Written instruction:
How many lines in the rows below contain the word "yellow"? Case counts. Reply with the number alone.

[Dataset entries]

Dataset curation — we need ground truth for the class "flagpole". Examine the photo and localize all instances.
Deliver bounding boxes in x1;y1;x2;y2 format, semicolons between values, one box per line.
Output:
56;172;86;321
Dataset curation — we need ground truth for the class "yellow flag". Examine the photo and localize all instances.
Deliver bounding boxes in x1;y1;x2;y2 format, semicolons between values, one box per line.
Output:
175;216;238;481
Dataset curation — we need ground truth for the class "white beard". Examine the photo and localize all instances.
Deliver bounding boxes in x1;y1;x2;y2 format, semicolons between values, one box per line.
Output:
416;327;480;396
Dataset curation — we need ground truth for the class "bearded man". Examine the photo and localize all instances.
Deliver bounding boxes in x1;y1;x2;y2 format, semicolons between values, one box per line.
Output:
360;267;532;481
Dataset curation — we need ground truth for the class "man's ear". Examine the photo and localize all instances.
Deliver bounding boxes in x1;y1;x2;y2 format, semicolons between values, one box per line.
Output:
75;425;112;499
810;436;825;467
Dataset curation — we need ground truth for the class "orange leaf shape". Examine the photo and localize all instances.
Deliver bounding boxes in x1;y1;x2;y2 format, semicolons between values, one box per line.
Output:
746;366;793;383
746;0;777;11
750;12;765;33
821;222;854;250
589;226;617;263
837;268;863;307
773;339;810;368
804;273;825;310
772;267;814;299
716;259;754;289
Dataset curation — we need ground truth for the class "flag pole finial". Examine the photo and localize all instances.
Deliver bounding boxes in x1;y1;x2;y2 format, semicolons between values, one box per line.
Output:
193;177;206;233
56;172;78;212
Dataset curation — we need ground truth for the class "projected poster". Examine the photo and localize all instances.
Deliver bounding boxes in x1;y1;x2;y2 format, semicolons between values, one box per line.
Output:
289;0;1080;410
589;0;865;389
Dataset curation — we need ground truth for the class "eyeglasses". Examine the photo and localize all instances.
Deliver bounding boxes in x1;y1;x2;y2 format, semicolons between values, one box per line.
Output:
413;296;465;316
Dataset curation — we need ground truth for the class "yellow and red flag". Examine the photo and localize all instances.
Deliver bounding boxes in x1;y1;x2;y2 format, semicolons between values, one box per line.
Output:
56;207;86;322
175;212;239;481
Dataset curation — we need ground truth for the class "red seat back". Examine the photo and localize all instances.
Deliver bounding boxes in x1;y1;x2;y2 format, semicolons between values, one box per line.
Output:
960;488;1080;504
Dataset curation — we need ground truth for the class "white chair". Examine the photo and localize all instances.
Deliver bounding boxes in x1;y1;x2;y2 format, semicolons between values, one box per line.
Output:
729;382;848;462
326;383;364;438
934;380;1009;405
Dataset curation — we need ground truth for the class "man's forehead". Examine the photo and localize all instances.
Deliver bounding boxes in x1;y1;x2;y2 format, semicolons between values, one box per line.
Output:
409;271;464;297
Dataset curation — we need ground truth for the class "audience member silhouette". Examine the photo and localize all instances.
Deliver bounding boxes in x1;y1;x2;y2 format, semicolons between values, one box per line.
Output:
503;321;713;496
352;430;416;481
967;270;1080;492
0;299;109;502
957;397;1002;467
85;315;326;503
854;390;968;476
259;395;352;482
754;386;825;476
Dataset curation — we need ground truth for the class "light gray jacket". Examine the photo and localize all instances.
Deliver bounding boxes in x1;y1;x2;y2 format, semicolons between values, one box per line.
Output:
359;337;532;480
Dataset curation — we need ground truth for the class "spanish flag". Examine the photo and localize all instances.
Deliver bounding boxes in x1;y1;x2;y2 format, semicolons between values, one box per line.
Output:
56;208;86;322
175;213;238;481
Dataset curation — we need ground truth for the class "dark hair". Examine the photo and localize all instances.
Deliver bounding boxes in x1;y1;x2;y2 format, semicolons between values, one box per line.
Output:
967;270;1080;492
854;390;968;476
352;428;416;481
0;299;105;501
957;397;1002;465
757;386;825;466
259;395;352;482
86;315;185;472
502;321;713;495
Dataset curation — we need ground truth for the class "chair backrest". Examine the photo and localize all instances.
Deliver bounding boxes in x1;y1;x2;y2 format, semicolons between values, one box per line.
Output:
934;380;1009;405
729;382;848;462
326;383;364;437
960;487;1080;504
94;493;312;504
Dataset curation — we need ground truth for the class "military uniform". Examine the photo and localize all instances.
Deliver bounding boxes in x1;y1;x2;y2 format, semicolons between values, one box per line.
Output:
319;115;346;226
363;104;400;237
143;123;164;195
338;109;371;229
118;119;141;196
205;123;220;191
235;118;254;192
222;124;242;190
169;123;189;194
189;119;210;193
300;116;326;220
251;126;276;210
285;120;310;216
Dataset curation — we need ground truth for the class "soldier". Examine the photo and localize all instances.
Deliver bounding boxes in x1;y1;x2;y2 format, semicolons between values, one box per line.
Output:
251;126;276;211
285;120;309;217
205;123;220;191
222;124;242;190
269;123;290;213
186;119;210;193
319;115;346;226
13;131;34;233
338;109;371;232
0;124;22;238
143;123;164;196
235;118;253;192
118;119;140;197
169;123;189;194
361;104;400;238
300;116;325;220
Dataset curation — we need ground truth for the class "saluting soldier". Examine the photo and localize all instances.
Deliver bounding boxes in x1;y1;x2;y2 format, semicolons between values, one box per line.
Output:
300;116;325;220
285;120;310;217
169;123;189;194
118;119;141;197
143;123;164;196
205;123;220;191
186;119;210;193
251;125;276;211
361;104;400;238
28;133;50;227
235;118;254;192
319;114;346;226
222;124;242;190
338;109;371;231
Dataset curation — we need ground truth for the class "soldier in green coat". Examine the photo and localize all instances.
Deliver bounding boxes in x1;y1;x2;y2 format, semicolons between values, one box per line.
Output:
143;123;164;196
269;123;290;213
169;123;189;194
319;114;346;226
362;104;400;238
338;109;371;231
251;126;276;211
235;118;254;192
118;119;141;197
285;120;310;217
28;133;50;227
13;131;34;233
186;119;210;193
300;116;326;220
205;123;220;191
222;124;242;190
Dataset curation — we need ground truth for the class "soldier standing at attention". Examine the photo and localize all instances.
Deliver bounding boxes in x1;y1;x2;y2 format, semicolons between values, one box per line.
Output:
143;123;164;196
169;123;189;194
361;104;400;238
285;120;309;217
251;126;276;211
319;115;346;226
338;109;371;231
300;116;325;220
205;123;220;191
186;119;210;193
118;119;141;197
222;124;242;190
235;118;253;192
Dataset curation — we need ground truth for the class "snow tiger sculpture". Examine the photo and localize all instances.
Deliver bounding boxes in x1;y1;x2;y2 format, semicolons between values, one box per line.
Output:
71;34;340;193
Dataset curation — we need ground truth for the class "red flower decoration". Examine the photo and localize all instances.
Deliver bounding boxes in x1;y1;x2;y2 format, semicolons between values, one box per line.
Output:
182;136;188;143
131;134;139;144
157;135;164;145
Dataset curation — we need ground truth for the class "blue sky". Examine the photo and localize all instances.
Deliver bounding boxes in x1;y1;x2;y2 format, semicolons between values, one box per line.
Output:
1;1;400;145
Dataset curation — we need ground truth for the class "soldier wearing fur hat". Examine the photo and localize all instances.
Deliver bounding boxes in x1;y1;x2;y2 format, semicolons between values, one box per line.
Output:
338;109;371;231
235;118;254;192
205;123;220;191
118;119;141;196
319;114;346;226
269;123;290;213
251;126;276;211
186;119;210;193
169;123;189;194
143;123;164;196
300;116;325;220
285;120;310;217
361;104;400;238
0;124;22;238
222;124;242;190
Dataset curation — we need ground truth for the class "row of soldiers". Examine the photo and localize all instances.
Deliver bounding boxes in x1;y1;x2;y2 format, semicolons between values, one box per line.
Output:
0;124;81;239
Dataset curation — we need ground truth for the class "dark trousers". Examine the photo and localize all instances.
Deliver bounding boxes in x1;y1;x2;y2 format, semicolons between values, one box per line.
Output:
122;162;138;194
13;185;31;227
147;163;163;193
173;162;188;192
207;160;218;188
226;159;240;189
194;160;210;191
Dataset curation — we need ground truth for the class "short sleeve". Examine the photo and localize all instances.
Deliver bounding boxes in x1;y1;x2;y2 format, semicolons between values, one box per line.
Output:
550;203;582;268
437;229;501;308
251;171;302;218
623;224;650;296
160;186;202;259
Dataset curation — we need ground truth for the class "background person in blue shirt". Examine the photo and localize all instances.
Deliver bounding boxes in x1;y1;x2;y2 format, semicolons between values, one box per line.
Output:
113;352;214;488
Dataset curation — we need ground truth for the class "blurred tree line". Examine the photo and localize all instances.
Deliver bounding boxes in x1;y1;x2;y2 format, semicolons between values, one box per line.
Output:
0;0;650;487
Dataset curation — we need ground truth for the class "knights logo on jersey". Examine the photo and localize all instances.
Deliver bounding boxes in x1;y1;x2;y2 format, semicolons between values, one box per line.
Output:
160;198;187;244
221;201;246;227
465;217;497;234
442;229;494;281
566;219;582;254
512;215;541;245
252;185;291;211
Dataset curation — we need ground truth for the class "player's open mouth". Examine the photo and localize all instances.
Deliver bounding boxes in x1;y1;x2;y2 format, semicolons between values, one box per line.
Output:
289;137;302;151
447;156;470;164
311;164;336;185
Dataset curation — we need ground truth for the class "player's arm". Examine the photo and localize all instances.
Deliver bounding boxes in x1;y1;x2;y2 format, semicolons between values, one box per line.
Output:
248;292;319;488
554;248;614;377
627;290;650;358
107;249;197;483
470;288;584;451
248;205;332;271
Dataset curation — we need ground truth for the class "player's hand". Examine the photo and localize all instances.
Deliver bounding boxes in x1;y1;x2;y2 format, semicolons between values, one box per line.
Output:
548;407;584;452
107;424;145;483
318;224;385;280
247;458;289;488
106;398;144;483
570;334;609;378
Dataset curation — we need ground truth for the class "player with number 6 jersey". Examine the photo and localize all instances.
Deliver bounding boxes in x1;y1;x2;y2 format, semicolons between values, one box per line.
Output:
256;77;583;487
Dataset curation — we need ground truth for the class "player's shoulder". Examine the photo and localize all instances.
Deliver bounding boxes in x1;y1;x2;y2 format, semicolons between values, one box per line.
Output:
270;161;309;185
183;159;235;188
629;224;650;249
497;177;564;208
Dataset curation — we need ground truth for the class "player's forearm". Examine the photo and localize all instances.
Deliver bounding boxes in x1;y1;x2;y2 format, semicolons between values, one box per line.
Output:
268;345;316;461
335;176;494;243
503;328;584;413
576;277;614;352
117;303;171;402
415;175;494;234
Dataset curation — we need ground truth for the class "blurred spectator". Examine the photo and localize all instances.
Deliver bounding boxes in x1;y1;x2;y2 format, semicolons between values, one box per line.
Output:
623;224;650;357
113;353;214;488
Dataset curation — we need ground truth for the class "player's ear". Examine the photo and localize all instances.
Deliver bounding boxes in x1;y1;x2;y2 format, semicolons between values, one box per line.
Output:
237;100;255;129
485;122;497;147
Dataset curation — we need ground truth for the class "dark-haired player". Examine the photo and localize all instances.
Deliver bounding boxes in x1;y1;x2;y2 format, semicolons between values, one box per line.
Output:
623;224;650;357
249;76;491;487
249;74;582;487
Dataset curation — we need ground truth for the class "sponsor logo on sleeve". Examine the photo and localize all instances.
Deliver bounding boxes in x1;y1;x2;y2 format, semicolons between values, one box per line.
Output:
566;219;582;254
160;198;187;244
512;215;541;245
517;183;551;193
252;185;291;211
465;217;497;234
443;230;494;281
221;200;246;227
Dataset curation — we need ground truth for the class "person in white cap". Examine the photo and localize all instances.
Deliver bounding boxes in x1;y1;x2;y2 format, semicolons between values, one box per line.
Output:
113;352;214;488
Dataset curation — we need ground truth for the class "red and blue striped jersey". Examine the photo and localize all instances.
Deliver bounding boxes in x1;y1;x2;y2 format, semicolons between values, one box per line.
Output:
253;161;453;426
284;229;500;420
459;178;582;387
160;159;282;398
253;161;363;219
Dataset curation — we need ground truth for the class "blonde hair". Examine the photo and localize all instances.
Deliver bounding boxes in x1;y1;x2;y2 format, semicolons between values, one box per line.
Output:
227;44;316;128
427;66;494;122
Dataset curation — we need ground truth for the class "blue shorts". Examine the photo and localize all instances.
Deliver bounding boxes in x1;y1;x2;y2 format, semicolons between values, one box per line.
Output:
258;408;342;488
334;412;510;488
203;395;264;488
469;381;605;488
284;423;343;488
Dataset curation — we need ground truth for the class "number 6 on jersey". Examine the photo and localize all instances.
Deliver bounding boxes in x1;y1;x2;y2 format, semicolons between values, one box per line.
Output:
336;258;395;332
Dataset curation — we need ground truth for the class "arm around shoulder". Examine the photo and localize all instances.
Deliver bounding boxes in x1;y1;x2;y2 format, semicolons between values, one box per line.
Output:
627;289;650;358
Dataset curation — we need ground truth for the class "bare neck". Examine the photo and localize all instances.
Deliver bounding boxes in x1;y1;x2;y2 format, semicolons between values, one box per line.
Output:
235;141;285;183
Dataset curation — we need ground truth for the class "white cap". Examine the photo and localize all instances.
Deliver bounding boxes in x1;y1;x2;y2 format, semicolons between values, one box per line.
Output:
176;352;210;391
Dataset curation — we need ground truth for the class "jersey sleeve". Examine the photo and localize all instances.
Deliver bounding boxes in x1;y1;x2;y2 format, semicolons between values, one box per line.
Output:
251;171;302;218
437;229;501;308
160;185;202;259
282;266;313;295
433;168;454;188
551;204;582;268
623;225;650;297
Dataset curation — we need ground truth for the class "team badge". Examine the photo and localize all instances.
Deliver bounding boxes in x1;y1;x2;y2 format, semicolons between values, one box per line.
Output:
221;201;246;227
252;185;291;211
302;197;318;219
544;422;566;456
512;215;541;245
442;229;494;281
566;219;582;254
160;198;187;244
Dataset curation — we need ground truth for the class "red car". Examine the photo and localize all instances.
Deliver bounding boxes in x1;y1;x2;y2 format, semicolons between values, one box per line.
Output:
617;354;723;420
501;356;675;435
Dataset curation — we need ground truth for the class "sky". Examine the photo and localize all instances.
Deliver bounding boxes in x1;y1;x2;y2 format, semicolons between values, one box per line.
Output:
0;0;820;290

Solution to this task:
2